*Provided passage*:
========================================================================

Why Great BI Needs Best-In-Breed Open Source Technologies
Introduction: What’s Happening in the World of Open Source?
“Open source” was once an approach that split opinion down the middle. But today it underpins many of the most exciting developments, products, software and entire technology companies in the world.
Linux is perhaps the best known champion of open source, but other examples of influential companies, based on open source, which has taken the industry by storm include GitHub, MySQL, MongoDB and Docker.
Even companies like Microsoft - companies that have in the past vehemently opposed to the concept - have gone full circle and now build some of their own products on the back of open source.
In fact, a survey by Black Duck found that an incredible 96% of new software products in 2016 used open source somewhere in the mix, while 78% of companies run on open source.
Today, it seems there’s nothing holding it back.
There are many good reasons for this enthusiasm. Open source technology offers far better security, easier deployment and great scope for scalability than many proprietary equivalents.
Ultimately, today’s customers and users expect ever-increasing speed, quality, prioritization, discipline and adaptability from their software and networks. Open source helps developers to provide that.
That said, it’s crucial to understand that using open source isn’t just about delivering a certain type of software. It’s about the kind of development culture you create within your business.
Using open source helps you to embrace responsive design and adaptation, feedback loops and constant evolution. It allows you to take an MVP approach, for example, continually improving and updating a product rather than seeing it as reaching its definitive iteration the moment it hits the market. It helps you to build agile projects, which are shown to be 28% more successful than traditional ones.
Put simply, open source is agile and agile is the key to future-proofing your business.
In this white paper, we’ll walk you through the most important open source technologies when it comes to BI, explaining what they do, how they fit together, and what that means for your business.
What is Open Source?
Open source refers to any software that has a source code (the code underlying the software) that anyone can get hold of - and can then improve, manipulate and modify for their own purposes. It’s the opposite of proprietary software, which is owned by one company or person, who dictates that only they can copy, share, change or use it.
Open source software authors make their code freely available to anyone who wants to use it. It’s all about collaboration, transparency and open exchange. The great thing about this is that open source technology quickly becomes a global project, with many minds working on it at once. Any programmer can add features that improve the code or can fix any parts of it that don’t work correctly.
In the early days of open source, many companies (perhaps unsurprisingly) thought it was a terrible idea. They fiercely rejected the idea of giving away code for free or of modifying an open source code that they would then need to make available to others. Today, though, an unexpected outcome of the open source movement is that it’s actually ended up driving innovation in the private sector.
That’s because, with so many people inspecting, using, and suggesting improvements to open source codes, these have often become highly robust. As such, even those who were initially suspicious of open source have realized that using a tried-and-tested, incredibly strong code brings enormous value to their own work, preventing them from continually reinventing the wheel.

========================================================================

(Object pointing dataset rows)
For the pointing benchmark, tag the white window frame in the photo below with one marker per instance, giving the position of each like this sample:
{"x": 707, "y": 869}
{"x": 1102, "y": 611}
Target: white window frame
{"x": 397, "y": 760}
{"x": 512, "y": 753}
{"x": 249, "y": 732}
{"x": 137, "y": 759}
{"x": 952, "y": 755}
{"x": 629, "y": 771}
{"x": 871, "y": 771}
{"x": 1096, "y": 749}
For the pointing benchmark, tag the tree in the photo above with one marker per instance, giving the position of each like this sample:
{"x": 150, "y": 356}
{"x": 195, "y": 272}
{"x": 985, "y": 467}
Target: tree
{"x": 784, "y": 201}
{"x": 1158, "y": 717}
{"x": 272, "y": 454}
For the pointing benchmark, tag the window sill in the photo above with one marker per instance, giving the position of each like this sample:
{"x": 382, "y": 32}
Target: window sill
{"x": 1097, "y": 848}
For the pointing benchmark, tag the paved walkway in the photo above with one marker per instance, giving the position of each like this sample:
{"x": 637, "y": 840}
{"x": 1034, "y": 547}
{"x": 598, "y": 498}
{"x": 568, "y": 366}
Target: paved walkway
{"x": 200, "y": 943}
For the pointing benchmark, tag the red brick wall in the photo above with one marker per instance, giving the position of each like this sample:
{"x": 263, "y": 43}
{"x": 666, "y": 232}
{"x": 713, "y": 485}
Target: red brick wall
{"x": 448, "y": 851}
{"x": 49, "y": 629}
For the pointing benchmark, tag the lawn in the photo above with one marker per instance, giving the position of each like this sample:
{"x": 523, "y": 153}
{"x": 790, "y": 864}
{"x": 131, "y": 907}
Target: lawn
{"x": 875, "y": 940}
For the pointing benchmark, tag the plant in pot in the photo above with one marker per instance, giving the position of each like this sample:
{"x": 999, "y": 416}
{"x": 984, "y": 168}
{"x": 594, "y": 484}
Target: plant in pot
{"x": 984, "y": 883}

========================================================================

*The tasks*:
1. Copy the stretch of the open source passage from "In the early" through "the private sector.".
2. Answer these from the open source passage:
(a) What share of new software products in 2016 used open source, according to the Black Duck survey?
(b) By what percentage are agile projects more successful than traditional ones?
(c) Who owns proprietary software?

*Solutions to the problems*:
1.
In the early days of open source, many companies (perhaps unsurprisingly) thought it was a terrible idea. They fiercely rejected the idea of giving away code for free or of modifying an open source code that they would then need to make available to others. Today, though, an unexpected outcome of the open source movement is that it’s actually ended up driving innovation in the private sector.

2.
(a) 96%
(b) 28%
(c) One company or person